Go through the records below and copy out every line holding "formula".

[Data Boundary: Start]

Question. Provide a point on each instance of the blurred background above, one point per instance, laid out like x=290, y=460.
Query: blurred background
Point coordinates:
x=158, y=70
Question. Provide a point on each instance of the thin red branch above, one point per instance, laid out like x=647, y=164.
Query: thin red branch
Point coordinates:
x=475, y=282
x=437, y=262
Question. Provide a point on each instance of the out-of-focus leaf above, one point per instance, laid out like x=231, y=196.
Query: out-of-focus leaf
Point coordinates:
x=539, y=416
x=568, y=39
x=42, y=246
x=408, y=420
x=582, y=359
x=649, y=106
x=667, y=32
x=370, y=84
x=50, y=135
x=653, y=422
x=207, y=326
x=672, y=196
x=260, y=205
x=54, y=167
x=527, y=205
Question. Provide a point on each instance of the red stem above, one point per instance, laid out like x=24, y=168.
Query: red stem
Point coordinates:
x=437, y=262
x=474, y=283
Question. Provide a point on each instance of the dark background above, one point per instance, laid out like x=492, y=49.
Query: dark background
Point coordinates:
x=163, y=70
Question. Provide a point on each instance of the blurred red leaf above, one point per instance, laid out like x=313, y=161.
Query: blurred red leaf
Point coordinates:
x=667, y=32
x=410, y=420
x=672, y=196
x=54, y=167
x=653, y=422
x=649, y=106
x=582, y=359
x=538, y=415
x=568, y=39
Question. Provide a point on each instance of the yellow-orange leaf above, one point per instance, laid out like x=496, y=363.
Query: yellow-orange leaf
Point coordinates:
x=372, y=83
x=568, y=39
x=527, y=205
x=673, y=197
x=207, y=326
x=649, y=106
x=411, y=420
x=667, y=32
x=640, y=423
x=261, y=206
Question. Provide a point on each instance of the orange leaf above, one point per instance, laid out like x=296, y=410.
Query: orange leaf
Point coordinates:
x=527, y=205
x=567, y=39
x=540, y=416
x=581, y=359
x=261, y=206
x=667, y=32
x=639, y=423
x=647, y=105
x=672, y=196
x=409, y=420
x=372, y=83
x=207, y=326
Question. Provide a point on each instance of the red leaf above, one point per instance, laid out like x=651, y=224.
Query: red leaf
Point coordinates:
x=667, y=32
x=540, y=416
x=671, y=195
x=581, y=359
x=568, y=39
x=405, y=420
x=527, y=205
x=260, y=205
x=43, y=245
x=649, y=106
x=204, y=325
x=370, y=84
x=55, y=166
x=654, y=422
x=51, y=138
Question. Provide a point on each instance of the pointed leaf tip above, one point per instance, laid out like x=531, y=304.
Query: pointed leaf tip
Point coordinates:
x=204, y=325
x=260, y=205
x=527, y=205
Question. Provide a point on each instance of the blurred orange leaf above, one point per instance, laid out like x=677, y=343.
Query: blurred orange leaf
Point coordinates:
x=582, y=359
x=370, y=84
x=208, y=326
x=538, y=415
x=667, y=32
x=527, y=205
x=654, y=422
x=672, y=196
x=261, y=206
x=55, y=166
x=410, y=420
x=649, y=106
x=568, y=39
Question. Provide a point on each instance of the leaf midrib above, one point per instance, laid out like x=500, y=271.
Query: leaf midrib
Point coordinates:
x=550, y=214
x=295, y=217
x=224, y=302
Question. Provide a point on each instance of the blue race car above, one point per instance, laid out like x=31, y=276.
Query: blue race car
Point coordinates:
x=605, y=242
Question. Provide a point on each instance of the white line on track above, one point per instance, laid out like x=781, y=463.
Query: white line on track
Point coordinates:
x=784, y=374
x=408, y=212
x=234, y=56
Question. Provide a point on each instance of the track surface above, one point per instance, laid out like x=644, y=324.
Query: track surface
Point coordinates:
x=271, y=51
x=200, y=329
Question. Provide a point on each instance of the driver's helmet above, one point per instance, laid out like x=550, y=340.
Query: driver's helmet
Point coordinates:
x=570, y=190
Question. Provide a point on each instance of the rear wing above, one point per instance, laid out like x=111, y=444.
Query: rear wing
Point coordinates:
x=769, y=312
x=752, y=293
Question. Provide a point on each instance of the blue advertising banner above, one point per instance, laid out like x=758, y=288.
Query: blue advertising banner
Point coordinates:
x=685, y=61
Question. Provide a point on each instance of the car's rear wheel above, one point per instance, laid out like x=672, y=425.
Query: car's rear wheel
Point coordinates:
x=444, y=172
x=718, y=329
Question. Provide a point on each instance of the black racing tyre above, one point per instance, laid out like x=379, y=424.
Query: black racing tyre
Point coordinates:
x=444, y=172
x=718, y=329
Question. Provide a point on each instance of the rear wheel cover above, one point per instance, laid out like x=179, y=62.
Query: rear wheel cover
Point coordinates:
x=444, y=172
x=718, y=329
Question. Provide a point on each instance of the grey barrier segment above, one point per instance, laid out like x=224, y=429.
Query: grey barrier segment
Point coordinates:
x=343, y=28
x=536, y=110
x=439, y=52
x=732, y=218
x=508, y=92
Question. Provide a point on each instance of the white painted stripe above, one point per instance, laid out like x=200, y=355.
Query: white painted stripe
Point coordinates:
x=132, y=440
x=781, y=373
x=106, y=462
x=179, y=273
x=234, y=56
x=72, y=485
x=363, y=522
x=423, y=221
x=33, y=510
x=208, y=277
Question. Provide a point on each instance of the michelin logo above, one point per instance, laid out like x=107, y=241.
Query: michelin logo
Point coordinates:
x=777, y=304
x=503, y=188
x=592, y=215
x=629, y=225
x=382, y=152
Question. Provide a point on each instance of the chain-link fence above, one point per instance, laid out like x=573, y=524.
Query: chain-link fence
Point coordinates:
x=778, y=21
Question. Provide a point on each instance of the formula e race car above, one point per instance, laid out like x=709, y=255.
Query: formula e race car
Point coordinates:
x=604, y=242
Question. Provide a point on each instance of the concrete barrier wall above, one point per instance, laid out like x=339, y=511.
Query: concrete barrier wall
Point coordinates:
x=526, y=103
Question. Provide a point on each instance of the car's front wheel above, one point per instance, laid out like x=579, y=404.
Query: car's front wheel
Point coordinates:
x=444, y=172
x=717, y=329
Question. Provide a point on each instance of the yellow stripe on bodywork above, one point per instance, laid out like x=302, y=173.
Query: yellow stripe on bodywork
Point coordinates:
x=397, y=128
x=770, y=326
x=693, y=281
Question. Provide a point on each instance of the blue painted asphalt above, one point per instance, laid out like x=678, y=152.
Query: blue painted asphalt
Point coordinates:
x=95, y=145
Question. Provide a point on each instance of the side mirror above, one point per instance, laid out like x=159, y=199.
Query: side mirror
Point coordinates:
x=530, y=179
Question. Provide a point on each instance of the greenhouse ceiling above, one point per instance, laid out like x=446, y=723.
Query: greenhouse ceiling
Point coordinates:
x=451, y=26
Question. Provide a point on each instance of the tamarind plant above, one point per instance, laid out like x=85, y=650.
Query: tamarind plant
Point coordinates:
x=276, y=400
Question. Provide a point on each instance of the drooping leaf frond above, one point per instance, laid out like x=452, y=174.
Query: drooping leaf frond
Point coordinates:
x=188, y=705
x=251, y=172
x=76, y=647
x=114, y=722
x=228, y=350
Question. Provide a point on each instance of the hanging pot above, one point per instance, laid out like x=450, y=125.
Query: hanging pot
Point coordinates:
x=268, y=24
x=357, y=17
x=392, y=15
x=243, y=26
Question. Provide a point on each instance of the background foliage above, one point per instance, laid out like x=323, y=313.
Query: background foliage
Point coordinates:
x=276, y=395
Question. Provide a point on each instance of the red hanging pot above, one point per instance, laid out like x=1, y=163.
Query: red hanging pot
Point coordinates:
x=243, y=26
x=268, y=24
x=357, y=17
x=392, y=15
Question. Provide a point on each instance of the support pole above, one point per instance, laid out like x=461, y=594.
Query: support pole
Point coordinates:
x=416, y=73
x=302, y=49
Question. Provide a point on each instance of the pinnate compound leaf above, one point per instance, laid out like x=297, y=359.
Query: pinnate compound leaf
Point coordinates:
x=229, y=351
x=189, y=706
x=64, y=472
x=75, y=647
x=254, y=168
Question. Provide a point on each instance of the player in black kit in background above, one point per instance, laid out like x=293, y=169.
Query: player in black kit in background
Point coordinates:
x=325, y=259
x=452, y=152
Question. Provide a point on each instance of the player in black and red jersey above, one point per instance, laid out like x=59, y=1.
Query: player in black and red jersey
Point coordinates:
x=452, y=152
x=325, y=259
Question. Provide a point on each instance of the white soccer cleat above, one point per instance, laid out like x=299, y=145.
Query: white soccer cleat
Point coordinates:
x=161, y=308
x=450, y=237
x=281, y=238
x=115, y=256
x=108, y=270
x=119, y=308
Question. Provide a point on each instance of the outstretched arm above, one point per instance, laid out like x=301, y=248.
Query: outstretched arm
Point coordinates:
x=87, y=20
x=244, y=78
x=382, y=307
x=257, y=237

[Data Boundary: End]

[Answer to this task]
Question. Provide a point on each instance of the formula e race car above, one point per instance, laid out like x=709, y=255.
Query: formula e race car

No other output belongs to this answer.